[Task statement]
Look below for the line that contains "Label: outstretched hand", then copy it and each following line exactly, through and including the line that contains "Label: white column".

[Material provided]
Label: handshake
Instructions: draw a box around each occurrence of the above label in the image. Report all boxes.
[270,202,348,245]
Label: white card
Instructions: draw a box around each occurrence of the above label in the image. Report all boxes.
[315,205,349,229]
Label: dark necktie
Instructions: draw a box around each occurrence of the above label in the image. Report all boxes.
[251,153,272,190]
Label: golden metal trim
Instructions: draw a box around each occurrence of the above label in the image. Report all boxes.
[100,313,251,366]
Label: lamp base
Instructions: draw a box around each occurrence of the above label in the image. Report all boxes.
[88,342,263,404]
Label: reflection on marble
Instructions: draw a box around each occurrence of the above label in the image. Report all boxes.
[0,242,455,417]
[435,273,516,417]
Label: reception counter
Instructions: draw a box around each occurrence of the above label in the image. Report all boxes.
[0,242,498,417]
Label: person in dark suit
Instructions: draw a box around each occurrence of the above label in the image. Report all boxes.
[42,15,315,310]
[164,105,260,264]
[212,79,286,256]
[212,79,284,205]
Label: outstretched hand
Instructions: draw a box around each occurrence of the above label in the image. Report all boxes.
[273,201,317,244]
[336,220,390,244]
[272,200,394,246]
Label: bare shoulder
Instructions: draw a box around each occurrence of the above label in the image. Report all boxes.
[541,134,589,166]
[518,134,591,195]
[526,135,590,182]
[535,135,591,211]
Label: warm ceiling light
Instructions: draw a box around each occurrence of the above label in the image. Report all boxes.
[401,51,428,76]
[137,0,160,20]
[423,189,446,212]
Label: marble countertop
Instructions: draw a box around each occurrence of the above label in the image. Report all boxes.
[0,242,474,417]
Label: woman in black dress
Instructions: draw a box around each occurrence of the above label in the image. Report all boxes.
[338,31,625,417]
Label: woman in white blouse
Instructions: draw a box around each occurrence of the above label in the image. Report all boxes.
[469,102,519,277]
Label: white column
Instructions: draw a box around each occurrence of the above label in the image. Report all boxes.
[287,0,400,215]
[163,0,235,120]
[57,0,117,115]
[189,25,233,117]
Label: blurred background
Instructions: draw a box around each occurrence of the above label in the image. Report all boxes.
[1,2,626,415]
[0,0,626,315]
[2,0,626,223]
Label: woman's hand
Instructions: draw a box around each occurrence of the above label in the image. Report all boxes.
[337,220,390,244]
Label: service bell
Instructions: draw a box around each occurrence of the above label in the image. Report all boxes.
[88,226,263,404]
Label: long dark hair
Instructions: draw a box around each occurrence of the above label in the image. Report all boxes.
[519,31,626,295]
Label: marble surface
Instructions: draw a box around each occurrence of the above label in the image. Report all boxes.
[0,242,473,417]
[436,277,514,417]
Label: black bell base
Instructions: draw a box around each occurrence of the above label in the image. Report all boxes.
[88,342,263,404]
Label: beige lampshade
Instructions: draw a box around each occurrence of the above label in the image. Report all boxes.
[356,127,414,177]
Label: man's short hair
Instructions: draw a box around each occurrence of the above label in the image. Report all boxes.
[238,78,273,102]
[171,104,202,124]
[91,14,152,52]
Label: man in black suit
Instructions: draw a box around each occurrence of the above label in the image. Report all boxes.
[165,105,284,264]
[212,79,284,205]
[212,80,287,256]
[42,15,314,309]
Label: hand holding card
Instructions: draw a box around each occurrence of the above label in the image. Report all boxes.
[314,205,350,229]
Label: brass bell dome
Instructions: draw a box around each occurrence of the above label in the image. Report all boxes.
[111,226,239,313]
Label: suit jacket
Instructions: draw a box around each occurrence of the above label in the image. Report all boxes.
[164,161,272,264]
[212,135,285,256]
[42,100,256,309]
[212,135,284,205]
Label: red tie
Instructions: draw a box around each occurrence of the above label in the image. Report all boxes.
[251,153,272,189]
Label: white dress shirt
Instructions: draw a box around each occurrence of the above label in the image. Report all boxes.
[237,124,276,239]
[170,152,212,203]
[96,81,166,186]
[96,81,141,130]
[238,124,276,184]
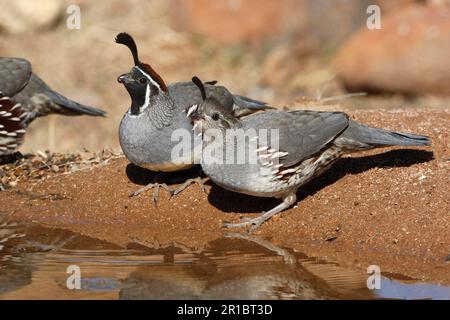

[Answer section]
Label: outstretched hand
Instructions: draw a box around each occurrence of the above label in the image. Report all boxes.
[273,201,317,244]
[336,220,390,244]
[272,200,394,246]
Label: bare shoulder
Instructions: draw a box around each occurrence of the above label in the image. Report all boxes.
[541,134,589,166]
[518,134,591,195]
[526,135,590,182]
[535,135,591,211]
Label: warm ceiling light
Instructions: draw a box around each occurrence of the above label in the image. Report all boxes.
[401,51,428,76]
[137,0,160,20]
[423,189,446,212]
Label: marble countertop
Instructions: draw a box around each occurrence of the above label in the image. Report all boxes.
[0,242,474,417]
Label: woman in black dress
Instructions: draw a box around each occurrence of the above label in the image. Report all boxes.
[338,31,625,417]
Label: woman in white blouse
Instructions: draw a box around each occurrence of the above label in the image. Report all boxes.
[469,102,519,277]
Label: white column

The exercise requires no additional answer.